» Passage:
---

News Release

Doctors must step up to the challenge of climate change

Why should doctors be interested in climate change?

Peer-Reviewed Publication

BMJ

Doctors must lead by example on climate change, according to experts in this week's BMJ.

Health professionals were powerful catalysts in changing society's view of smoking from a normal lifestyle choice to that of a harmful addiction, and they must do the same for climate change, writes Professor Mike Gill from the University of Surrey.

The NHS is the largest public sector contributor to climate change in the UK, responsible for generating over 18 million tonnes of carbon dioxide every year, about 3% of the UK total.

Despite the NHS recently committing to reducing carbon emissions by at least 60% by 2050, it is not enough, argues Gill, immediate and profound changes in behaviour are needed to avoid irreversible climate change.

He believes that a comparable health emergency occurred in the UK in the 1980s with the HIV epidemic. This, he points out, prompted significant action at all levels, including government awareness campaigns, national surveillance of the effects of behaviour, significant funding, and "the acceptance that this was a problem that demanded attention from health professionals".

A similar collective response on climate change is vital, says Gill, this must begin with health professionals showing patients and governments how serious they are about the challenge of climate change.

---

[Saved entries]

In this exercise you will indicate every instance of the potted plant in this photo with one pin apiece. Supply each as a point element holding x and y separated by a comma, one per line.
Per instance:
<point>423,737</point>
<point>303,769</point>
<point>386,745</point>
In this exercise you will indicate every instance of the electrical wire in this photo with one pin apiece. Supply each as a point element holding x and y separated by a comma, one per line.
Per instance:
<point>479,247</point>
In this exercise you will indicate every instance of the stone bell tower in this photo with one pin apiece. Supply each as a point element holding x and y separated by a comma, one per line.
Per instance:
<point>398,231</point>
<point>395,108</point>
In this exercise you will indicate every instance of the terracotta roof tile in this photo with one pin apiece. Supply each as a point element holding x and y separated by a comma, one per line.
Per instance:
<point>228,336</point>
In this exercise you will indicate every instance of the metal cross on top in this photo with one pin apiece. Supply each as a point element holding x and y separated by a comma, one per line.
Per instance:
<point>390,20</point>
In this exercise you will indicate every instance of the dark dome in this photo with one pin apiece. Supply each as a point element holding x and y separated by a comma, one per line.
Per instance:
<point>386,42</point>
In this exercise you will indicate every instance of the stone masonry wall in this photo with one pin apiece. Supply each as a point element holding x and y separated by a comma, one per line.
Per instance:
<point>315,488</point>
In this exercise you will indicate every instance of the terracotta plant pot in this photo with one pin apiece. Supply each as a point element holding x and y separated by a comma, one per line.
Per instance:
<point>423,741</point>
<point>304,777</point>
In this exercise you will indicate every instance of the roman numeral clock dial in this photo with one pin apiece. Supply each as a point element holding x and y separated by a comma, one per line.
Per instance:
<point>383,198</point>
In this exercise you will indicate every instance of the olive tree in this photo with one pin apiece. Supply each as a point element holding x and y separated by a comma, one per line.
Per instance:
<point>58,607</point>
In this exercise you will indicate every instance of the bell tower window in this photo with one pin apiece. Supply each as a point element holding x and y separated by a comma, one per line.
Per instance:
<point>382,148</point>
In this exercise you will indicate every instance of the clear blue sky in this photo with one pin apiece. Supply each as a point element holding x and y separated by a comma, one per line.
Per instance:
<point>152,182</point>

---

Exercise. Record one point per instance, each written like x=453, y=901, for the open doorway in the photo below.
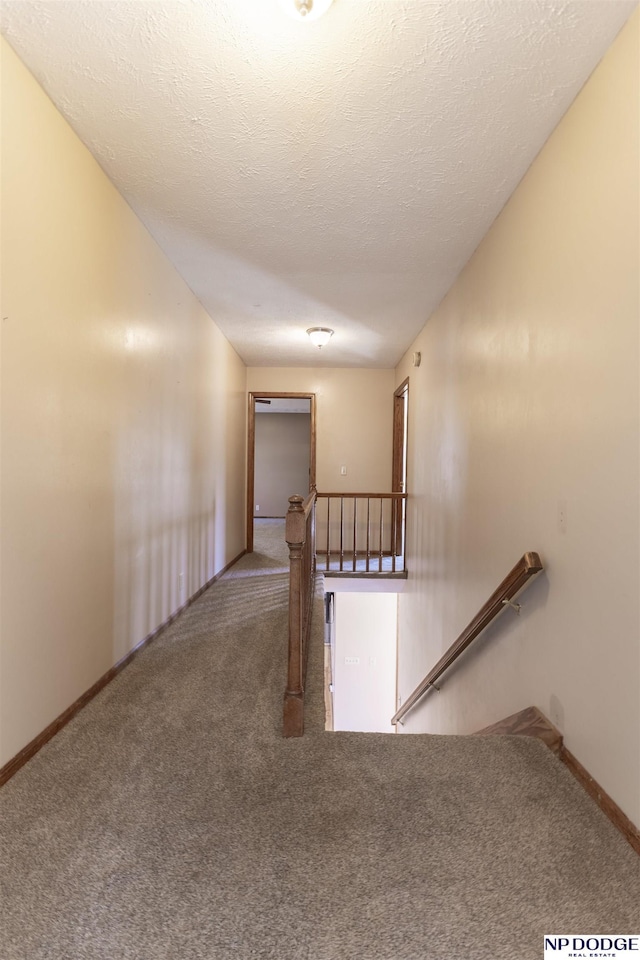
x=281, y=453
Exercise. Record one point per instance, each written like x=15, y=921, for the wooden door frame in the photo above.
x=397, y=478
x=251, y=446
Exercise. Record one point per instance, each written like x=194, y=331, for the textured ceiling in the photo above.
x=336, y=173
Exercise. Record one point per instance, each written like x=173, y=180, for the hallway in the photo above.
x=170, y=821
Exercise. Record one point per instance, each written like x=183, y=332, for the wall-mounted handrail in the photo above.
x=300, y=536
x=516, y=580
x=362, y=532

---

» Task requirements:
- 1) How much of the UK's total carbon dioxide output does the news release on doctors and climate change attribute to the NHS each year?
- 2) Shorten the paragraph of the news release that begins "He believes that a comparable health emergency", keeping its main facts.
- 3) Extend the news release on doctors and climate change, starting after its final paragraph.

» Exercise results:
- 1) About 3% of the UK total, or over 18 million tonnes a year.

- 2) Gill compares climate change to the UK's HIV epidemic of the 1980s. That epidemic prompted action at all levels: government awareness campaigns, national surveillance of the effects of behavior, significant funding, and acceptance that health professionals had to address it.

- 3)
In a second personal view, Jenny Griffiths and colleagues from the Climate and Health Council and the Health and Sustainability Network, propose ten practical and inexpensive actions for doctors that could, they say, collectively reduce carbon emissions by up to 5 million tonnes a year—the equivalent to the annual carbon emissions of half a million people in the UK.

They suggest for example, advising patients on lower-carbon diets and walking and cycling instead of car travel; health professionals holding meetings by teleconference, videoconference or web-casting and attending fewer international conferences; doctors advocating locally, especially in primary care, to maximise home insulation and uptake of relevant grants; campaigning on an international level for stabilising the population by promoting literacy and female access to birth control; and putting climate change on the agenda of all meetings.

Doctors are still the professionals that the public trust the most and they must use this influence to change people's behaviour to benefit patients' health and reduce carbon emissions, they conclude.